Reproduce the data below line for line, changing nothing.

* Start THE DATA *

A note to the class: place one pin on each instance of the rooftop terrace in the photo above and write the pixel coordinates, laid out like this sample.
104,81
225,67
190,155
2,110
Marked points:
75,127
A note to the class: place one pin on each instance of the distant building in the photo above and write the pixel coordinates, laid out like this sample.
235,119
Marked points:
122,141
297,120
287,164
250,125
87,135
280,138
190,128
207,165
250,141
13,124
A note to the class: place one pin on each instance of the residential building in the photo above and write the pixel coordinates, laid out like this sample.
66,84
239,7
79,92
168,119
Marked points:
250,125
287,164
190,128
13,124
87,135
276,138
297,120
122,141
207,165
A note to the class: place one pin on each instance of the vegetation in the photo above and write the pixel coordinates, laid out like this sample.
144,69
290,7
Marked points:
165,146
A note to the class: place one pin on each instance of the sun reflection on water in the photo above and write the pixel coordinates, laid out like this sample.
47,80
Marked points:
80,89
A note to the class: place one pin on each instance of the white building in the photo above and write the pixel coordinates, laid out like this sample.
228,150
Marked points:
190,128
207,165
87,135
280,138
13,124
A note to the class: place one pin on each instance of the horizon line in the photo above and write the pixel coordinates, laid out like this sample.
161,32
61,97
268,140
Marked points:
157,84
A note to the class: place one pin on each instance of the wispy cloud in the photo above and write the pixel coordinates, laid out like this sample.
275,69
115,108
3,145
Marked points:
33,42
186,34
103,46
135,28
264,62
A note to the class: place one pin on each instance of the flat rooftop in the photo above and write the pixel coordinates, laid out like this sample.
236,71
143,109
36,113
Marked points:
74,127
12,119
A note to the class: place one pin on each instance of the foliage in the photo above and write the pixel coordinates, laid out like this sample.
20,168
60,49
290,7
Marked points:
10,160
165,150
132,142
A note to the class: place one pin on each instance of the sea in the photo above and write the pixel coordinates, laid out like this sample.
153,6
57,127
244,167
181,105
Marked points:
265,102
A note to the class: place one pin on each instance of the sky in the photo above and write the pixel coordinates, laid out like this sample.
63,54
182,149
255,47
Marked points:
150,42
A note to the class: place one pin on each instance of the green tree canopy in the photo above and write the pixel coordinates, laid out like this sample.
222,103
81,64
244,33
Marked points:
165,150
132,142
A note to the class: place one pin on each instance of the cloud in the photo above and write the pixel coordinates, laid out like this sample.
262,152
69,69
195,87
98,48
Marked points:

* End THE DATA *

▸ **THE COMPLETED TASK**:
A note to the class: place one pin on each instance of the rooftop terrace in the photo above and write the pixel coordinates, laid out like this sample.
104,81
225,67
190,155
2,110
Marked points:
75,127
A note to the class: place one pin on each instance of the distant building in the photo above and write the pixel coordinates, laid out like this sample.
235,119
Marked points:
122,141
297,120
287,164
250,125
87,135
280,138
190,128
207,165
250,141
13,124
A note to the class: place one pin on each instance of the residential building in the photo above and write the pixel coordinates, laid out like this sample.
66,84
239,7
79,92
168,119
Marked points:
250,125
287,164
190,128
13,124
87,135
276,138
297,120
122,141
207,165
A note to the class: place one pin on each instance of the vegetation in the photo above and write the pixel coordinates, laid out like this sample.
144,69
290,7
Marked points:
165,146
A note to the class: place one pin on each instance of the sun reflection on water in the photo above and write the pixel coordinates, laid out like this sample.
47,80
Marked points:
80,89
A note to the class: place one pin on each instance of the white building in the photo above and write the pixel coordinates, laid out like this sample.
228,150
Marked points:
190,128
207,165
87,135
280,138
13,124
A note to the class: place one pin on each instance of the horizon line in the photo above and write the pixel coordinates, laid out like this sample.
161,32
61,97
268,140
Marked points:
157,84
A note to the class: place one pin on each instance of the wispy cloud in the photo above and write the pixel coordinates, laid out like this sample.
275,69
115,108
3,145
Marked points:
33,42
186,34
103,46
135,28
264,62
A note to the class: place one pin on each instance of the flat rooftop in the photo above and write the pixel coordinates, laid out like this sample.
236,71
143,109
36,113
Marked points:
74,127
12,119
A note to the class: place one pin on each instance of the foliage in the photo above and write the pixel coordinates, laid out like this sample.
20,168
60,49
290,7
Marked points:
10,160
165,150
132,142
A note to the class: place one pin on each instance of the sea in the photo above and write the pixel coordinates, laid out like this sample.
153,6
57,127
244,167
181,105
Marked points:
265,102
A note to the class: place one pin on each instance of the sky in the photo above and write the pixel coordinates, laid out like this sample.
63,54
182,149
255,47
Marked points:
150,42
A note to the class: place one pin on each instance of the green tree canopy in the photo above and write the pixel coordinates, laid out like this sample.
222,103
81,64
244,33
Marked points:
165,150
132,142
A note to the class: place one pin on each instance of the cloud in the photo above and write the pixel coordinates, laid out like this sample.
262,152
69,69
195,87
98,48
Marked points:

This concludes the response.